• **TEKS YANG DIBERIKAN**
------------------------------------------------------------

NEW YORK (Arrahmah.id) — Dalam suasana penuh sukacita setelah memenangkan nominasi Partai Demokrat pada 25 Juni lalu, mengungguli mantan Gubernur New York Andrew Cuomo, calon muda Partai Demokrat, Zohran Mamdani, menyampaikan pidato penuh semangat di hadapan para pendukungnya:
“Hari ini kita mencetak sejarah. Kita menang karena warga New York berjuang untuk mempertahankan kota yang bisa mereka tinggali — kota yang memungkinkan mereka hidup lebih dari sekadar bertahan memenuhi kebutuhan dasar.”
Pria berusia 34 tahun itu berjanji akan membuat biaya hidup di New York lebih terjangkau bagi semua kalangan. Ia yang tinggal di apartemen sederhana dengan sewa sekitar 2.300 dolar per bulan berkomitmen membekukan kenaikan sewa bagi lebih dari sejuta unit apartemen berizin sewa resmi di kota tersebut.
Selain itu, Mamdani juga berjanji memperluas layanan publik seperti transportasi gratis, layanan penitipan anak gratis dan menyeluruh, serta mendirikan toko-toko kota yang menjual barang kebutuhan pokok dengan harga grosir. Ia juga menargetkan kenaikan upah minimum menjadi 30 dolar per jam pada 2030.
Untuk membiayai kebijakan ambisiusnya itu, Mamdani berencana memberlakukan pajak tambahan bagi korporasi dan individu berpenghasilan di atas satu juta dolar per tahun.
Komunis atau Sosialis?
Retorika Mamdani yang menekankan pemerataan sosial menimbulkan kekhawatiran di kalangan pebisnis dan elit keuangan. Mantan Presiden AS Donald Trump bahkan pernah menyebut kampanye Mamdani sebagai “ancaman serius bagi New York” dan menolak pencalonannya.

------------------------------------------------------------

• **BAHAN SUMBER**
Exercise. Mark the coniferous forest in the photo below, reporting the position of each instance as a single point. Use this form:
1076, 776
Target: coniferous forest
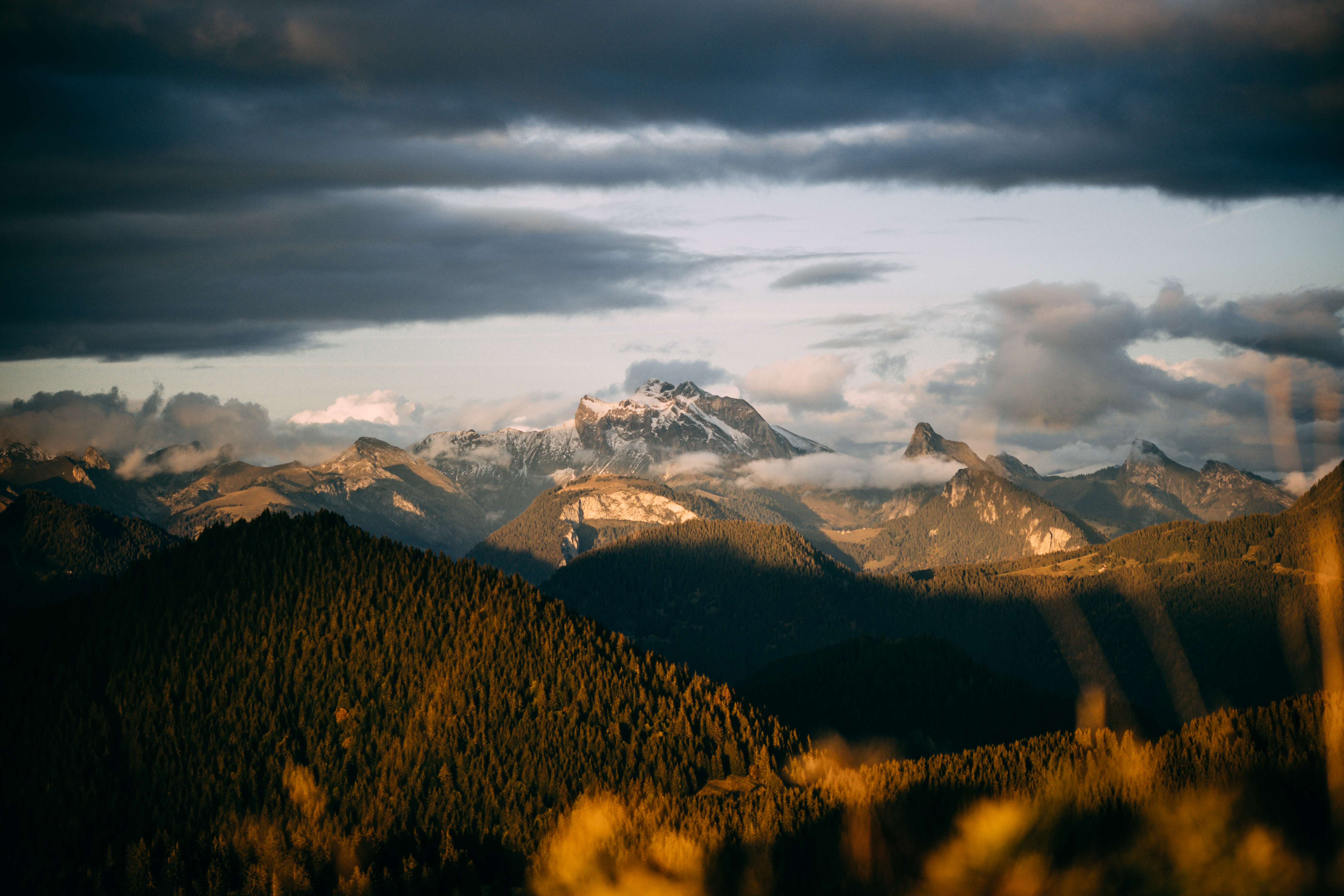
292, 706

------------------------------------------------------------

• **SOAL 1**
Menurut teks tentang Zohran Mamdani, berapa upah minimum per jam yang ditargetkan Mamdani pada 2030?
• **SOAL 2**
Tentukan apakah setiap pernyataan berikut sesuai dengan teks tentang Zohran Mamdani, lalu kutip kata-kata teks yang menjadi penentunya. (a) Mamdani berusia 34 tahun. (b) Mamdani kalah dari Andrew Cuomo dalam nominasi Partai Demokrat. (c) Mamdani berencana mengenakan pajak tambahan pada individu berpenghasilan di atas satu juta dolar per tahun.
• **SOAL 3**
Teruskan teks tentang Zohran Mamdani, dimulai sesudah kalimat terakhirnya.

• **JAWABAN YANG DIHARAPKAN 1**
30 dolar per jam.

• **JAWABAN YANG DIHARAPKAN 2**
(a) Ya: "Pria berusia 34 tahun itu"
(b) Tidak: "memenangkan nominasi Partai Demokrat pada 25 Juni lalu, mengungguli mantan Gubernur New York Andrew Cuomo"
(c) Ya: "memberlakukan pajak tambahan bagi korporasi dan individu berpenghasilan di atas satu juta dolar per tahun"

• **JAWABAN YANG DIHARAPKAN 3**
Namun, menjelang pemilihan wali kota baru, Trump melunakkan sikapnya dan berkata, “Kelihatannya dia akan menang. Ini revolusi — juga revolusi melawan para kandidat buruk.” Ia bahkan menyatakan bersedia bekerja sama jika Mamdani terpilih.
Sikap itu berbalik tajam dari pernyataannya sebelumnya yang mengejek Mamdani sebagai “si komunis kecil” yang ingin menghancurkan New York. “Amerika tidak akan pernah menjadi negara komunis dalam bentuk apa pun — termasuk di Kota New York,” kata Trump kala itu.
Meski sering dicap komunis oleh para penentangnya, Mamdani dengan tegas menolak label tersebut. Ia menyebut dirinya “sosialis demokratis” — penganut keyakinan bahwa pemerintah harus berperan aktif mengurangi kesenjangan ekonomi, tanpa menghapus kepemilikan pribadi seperti dalam sistem komunis.
Dengan pendekatan itu, Mamdani memberikan energi baru bagi sayap kiri Partai Demokrat yang sempat terpukul setelah kekalahan dalam Pemilu 2024. Ia didukung tokoh-tokoh progresif seperti Bernie Sanders dan Alexandria Ocasio-Cortez, yang aktif turun membantu kampanyenya.
Robert Wolf, seorang pengusaha sekaligus penggalang dana utama Partai Demokrat, menggambarkan Mamdani sebagai “kapitalis progresif”. Dalam wawancara dengan New York Times, Wolf mengatakan, “Zohran memahami pentingnya sektor swasta yang kuat, tapi ia juga tahu bagaimana menggunakan pemerintah untuk menciptakan keadilan sosial dan membantu mereka yang tertinggal.”
Menantang Para Miliarder dan Politisi Lama
Ketika Mamdani mengumumkan pencalonannya sebagai Wali Kota New York pada Oktober 2024, banyak yang terkejut. Partai Demokrat telah lama didominasi nama-nama lama seperti Bill de Blasio (2014–2021) dan Michael Bloomberg (2002–2013).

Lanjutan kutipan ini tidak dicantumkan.